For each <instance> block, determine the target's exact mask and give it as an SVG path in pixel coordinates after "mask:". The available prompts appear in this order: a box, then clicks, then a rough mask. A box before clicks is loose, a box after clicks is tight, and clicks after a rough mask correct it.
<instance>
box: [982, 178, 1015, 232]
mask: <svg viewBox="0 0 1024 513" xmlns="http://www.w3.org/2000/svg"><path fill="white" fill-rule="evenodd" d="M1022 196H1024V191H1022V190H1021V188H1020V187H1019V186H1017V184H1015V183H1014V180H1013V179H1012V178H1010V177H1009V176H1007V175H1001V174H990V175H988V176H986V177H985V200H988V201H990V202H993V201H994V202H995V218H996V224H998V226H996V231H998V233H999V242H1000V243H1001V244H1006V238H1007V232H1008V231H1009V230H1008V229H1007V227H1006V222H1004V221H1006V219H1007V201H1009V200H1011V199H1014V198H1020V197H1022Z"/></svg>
* * *
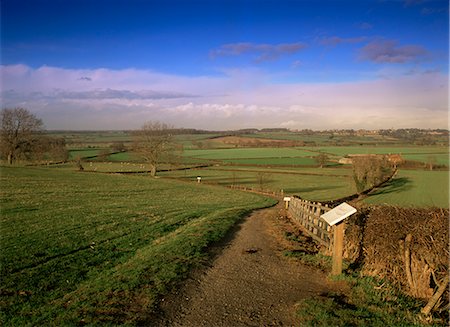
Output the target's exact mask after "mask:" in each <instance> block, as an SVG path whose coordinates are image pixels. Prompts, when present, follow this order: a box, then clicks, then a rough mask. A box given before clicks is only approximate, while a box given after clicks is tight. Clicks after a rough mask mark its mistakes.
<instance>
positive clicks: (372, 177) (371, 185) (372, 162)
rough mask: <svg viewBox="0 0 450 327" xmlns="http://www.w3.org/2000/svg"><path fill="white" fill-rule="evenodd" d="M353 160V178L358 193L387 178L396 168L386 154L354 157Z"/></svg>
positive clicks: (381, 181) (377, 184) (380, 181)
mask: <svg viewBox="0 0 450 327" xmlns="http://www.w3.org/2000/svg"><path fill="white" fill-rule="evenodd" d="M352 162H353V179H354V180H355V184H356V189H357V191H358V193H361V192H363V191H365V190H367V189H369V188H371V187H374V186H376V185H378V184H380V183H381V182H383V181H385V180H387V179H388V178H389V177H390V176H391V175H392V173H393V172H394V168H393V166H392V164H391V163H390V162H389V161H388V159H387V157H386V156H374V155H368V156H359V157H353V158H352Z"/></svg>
...
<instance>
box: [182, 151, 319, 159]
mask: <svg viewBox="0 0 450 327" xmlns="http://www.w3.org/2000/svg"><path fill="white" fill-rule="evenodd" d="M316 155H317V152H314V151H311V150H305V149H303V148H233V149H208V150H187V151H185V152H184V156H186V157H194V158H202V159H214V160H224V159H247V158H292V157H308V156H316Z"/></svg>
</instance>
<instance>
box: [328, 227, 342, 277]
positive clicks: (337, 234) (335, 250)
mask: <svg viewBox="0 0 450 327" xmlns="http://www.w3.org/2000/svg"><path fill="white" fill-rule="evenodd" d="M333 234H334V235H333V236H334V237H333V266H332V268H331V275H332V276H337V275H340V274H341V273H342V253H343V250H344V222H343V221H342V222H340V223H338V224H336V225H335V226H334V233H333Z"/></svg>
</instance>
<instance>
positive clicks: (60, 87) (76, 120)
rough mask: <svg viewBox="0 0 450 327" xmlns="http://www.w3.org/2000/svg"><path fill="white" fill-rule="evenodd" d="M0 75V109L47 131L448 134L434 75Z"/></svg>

_Aim of the task:_ Locate the lines above that hold the word "this". Show every one of them.

_Task answer:_
For each <instance> block, determine the target's exact mask and give it as an SVG path in pixel coordinates after "mask:". The available prompts appear in this order: a box, then clicks, then a rough mask. A box before clicks is loose, a box after clicks is tight, and clicks after a rough mask correct it.
Output the target's exact mask after "mask:" in each <instance> block, as an SVG path whose coordinates are image pixels. Prompts, when present, follow this order: a box, then clicks, then a rough mask. A box given before clicks is only approximate, while a box given after clicks is tight. Clicks after a rough mask mark its mistakes.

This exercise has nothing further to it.